Locate each line in the listing below that contains the word "shorts". Copy every such line in full.

=-=-=

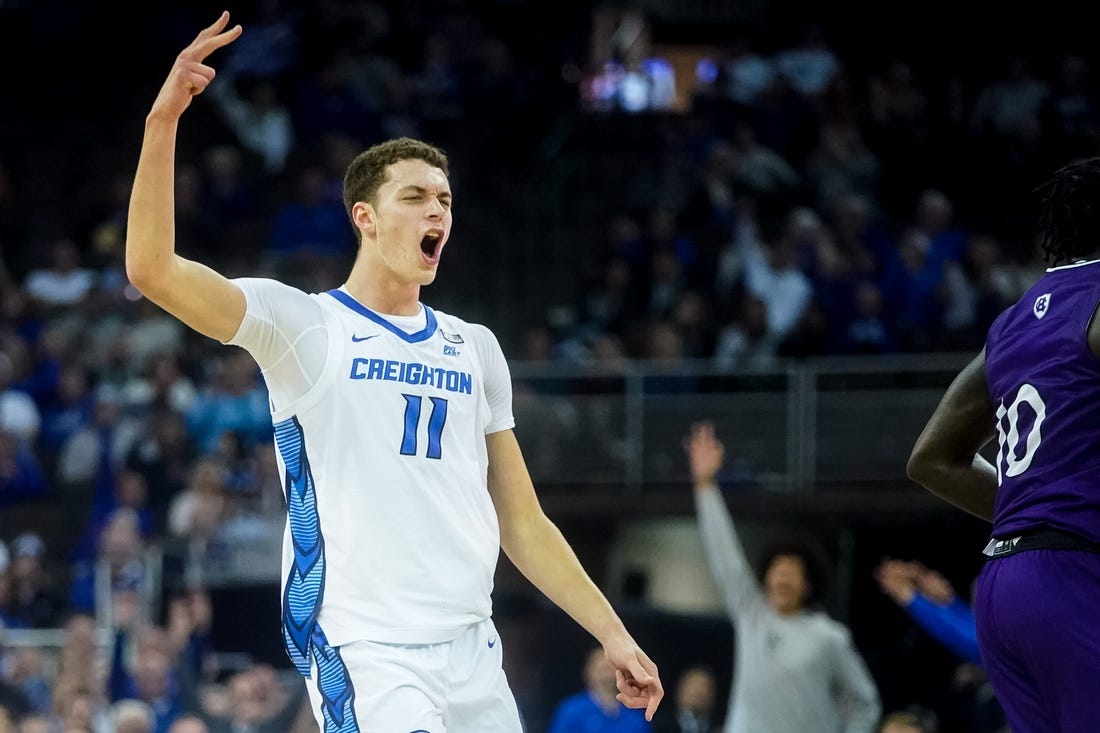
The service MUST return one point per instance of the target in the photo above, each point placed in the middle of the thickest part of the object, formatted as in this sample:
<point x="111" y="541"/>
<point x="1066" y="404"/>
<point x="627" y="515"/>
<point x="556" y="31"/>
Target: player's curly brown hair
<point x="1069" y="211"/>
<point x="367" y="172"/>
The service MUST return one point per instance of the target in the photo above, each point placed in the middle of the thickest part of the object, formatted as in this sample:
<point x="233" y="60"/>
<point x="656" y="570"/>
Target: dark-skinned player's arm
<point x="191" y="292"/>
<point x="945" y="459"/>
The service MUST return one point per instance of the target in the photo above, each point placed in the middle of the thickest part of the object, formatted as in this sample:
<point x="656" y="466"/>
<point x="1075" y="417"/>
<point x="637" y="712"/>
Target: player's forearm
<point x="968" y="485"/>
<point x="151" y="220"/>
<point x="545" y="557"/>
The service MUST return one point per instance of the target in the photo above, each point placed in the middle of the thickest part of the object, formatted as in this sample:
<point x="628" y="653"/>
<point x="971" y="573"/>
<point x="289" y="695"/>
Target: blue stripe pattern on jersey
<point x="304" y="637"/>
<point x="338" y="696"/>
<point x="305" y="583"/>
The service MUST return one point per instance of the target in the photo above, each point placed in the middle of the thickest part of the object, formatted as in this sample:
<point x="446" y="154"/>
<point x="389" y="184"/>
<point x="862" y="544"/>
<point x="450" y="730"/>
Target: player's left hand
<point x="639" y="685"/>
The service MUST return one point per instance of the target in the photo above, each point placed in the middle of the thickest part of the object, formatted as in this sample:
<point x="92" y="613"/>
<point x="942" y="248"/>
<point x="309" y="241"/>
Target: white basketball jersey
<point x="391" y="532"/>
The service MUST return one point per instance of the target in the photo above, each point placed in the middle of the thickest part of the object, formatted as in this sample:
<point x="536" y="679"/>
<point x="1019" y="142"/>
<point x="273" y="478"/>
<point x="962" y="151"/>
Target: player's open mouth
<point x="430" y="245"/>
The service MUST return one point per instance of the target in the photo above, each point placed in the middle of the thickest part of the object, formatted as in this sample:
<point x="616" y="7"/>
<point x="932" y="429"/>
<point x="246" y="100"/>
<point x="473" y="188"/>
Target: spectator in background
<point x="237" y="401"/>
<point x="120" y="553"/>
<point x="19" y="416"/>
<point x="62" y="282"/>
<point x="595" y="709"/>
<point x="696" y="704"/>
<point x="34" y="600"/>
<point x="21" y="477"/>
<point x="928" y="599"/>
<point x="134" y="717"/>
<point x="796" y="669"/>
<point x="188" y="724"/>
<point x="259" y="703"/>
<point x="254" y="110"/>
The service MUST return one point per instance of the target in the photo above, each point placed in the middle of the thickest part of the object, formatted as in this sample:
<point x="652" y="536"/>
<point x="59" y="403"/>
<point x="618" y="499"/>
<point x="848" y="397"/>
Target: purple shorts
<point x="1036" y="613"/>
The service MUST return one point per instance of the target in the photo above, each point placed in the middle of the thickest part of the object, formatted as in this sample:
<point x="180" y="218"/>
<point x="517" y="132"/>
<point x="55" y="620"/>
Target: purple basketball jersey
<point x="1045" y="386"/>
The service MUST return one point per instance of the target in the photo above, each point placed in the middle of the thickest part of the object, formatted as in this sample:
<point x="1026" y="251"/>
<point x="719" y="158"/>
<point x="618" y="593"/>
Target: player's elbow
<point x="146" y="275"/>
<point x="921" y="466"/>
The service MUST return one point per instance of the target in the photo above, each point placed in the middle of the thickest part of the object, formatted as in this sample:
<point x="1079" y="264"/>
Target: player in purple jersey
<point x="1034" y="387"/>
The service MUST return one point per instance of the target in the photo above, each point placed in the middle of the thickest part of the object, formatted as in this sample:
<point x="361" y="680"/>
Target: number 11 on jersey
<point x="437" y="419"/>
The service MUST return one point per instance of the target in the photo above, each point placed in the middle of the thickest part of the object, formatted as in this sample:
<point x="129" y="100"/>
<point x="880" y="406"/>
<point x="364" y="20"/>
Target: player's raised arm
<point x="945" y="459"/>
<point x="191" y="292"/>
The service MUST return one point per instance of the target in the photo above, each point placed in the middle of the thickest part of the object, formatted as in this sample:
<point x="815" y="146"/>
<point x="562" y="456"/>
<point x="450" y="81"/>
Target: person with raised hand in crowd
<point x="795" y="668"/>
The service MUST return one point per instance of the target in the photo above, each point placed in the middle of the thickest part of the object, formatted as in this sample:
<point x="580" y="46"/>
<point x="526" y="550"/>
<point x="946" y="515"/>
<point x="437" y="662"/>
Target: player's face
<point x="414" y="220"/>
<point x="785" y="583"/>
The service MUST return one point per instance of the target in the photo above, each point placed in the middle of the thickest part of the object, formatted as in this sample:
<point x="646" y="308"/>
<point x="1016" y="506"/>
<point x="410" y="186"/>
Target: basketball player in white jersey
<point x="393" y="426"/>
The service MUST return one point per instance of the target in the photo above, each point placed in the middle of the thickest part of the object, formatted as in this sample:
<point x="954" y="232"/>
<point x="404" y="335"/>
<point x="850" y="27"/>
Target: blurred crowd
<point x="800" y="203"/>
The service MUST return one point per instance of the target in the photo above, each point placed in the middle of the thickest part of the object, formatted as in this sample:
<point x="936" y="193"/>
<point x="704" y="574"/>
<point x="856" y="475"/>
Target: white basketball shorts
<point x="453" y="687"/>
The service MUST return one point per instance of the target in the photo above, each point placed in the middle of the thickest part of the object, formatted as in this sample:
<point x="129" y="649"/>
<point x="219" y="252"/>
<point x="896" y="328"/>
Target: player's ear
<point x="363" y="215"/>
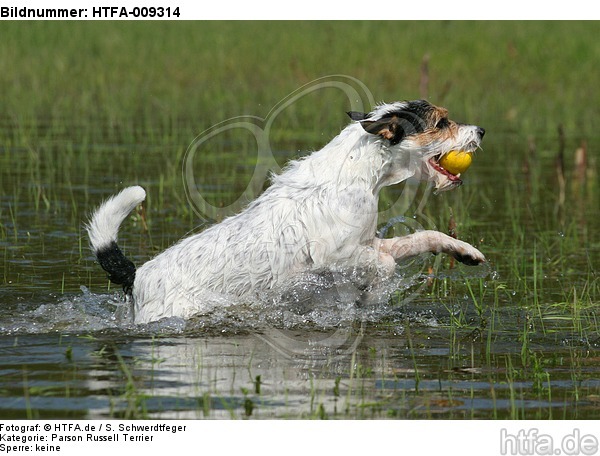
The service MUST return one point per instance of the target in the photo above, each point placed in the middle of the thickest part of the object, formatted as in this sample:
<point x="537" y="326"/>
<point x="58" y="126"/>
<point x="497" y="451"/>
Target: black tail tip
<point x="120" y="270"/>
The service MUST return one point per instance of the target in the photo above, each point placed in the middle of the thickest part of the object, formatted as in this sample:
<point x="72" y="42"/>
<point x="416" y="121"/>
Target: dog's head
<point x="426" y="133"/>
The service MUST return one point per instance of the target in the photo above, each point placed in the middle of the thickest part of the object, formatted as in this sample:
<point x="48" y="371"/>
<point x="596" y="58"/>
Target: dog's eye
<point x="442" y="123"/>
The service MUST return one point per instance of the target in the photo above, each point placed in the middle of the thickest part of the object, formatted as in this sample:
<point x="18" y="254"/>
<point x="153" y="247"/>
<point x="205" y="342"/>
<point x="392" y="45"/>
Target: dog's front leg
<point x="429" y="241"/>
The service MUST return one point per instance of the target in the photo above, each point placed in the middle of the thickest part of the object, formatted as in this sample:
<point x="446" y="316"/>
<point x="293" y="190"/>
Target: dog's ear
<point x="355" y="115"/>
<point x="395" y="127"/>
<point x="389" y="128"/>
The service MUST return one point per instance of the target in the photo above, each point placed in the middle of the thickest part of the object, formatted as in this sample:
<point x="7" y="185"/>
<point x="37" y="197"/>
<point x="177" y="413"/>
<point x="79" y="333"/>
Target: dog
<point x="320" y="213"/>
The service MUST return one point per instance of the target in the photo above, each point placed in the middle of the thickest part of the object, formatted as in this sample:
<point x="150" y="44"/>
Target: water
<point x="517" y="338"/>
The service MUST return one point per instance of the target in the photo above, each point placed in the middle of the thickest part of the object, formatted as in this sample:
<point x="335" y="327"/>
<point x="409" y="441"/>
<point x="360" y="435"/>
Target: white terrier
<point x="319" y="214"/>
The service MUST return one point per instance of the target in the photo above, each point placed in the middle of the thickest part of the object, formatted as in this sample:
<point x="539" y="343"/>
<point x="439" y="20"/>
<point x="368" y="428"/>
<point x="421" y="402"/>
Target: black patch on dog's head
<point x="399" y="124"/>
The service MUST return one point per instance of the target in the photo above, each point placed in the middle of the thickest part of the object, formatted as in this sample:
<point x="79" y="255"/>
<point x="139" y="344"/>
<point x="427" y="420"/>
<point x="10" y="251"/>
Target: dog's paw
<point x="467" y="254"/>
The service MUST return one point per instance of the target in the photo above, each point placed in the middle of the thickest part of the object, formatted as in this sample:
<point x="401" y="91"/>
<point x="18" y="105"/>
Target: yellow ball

=-=-=

__PROBLEM SOLUTION__.
Target: purple shorts
Target: white basketball shorts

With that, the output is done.